:: PASSAGE GIVEN ::
The state budget deficit, excluding intervention measures, was around EUR 1 billion in the first eleven months of this year. This is approximately half of the projected full-year deficit (EUR 1.8 billion), also excluding intervention measures.
The projected December deficit (EUR 852 million) is one of the highest to date. Only in December 2023 was deficit at a similar level (EUR 823 million). According to the Ministry of Finance’s outturn estimate, the estimated high December deficit will be mostly due to the roughly four times greater year-on-year growth in “core” expenditure than the average in the first eleven months. This growth will be mainly driven by expected higher expenditure on labour costs (winter bonus), investments, subsidies and transfer to the Health Insurance Institute of Slovenia.
Like the Fiscal Council, the European Commission has also assessed that the net expenditure growth in 2025 substantially exceeds the growth set out in the Medium-Term Fiscal and Structural Plan. The estimate for 2026 is similar. Consequently, the European Commission warned the Government that there is an increasing risk of incompliance with the allowed total growth in net expenditure in the period covered by the Plan. The Commission called on the Government to adopt measures to ensure the compliance of fiscal policy with the Plan and maintain the medium-term sustainability of public finances.
The Fiscal Council was invited to the 68th emergency session of the Committee of Finance held on 10 November 2025 to discuss the agenda item entitled: Draft Winter Bonus Payment Act and Revision of the determination of the tax base using standardised expenditure.
On 6 November 2025, the Fiscal Council hosted a delegation of the International Monetary Fund (IMF) within its regular annual consultation mission in Slovenia.
The purpose of the visit was to review fiscal developments and projections, to assess fiscal policy, and to exchange views on Slovenia’s future fiscal challenges.

:: REQUIREMENT A ::
In the passage on Slovenia's public finances, what is the projected December deficit?
:: REQUIREMENT B ::
Summarize the passage on Slovenia's public finances in two sentences.
:: REQUIREMENT C ::
Update the passage on Slovenia's public finances from "The Fiscal Council was" to "future fiscal challenges.", replacing "emergency session" with "extraordinary session".

Records from a collection
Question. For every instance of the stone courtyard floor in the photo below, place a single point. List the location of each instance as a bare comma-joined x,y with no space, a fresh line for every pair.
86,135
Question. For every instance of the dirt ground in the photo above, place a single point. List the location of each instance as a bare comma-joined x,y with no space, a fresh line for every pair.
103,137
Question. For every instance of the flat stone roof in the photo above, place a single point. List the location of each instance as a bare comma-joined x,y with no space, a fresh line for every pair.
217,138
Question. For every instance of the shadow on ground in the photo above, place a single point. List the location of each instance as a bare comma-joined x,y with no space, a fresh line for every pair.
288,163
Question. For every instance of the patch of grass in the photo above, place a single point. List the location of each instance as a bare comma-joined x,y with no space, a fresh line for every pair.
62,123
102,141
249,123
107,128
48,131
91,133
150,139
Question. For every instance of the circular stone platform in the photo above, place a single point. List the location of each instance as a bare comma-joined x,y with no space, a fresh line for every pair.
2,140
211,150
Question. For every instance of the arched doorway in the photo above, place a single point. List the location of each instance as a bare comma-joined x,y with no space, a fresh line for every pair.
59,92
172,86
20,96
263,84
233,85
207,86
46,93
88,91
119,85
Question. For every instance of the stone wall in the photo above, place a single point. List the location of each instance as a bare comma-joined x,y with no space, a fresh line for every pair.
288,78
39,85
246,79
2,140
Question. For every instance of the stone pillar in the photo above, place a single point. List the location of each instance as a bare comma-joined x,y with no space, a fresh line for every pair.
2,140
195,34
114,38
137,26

:: WRITTEN SOLUTION A ::
EUR 852 million

:: WRITTEN SOLUTION B ::
The state budget deficit excluding intervention measures was around EUR 1 billion in the first eleven months of the year, and a high December deficit of EUR 852 million is projected, mostly due to strong growth in "core" expenditure. Like the Fiscal Council, the European Commission found that net expenditure growth exceeds the Medium-Term Fiscal and Structural Plan and called on the Government to adopt measures, while the Fiscal Council also attended an emergency session of the Committee of Finance and hosted an IMF delegation.

:: WRITTEN SOLUTION C ::
The Fiscal Council was invited to the 68th extraordinary session of the Committee of Finance held on 10 November 2025 to discuss the agenda item entitled: Draft Winter Bonus Payment Act and Revision of the determination of the tax base using standardised expenditure.
On 6 November 2025, the Fiscal Council hosted a delegation of the International Monetary Fund (IMF) within its regular annual consultation mission in Slovenia.
The purpose of the visit was to review fiscal developments and projections, to assess fiscal policy, and to exchange views on Slovenia’s future fiscal challenges.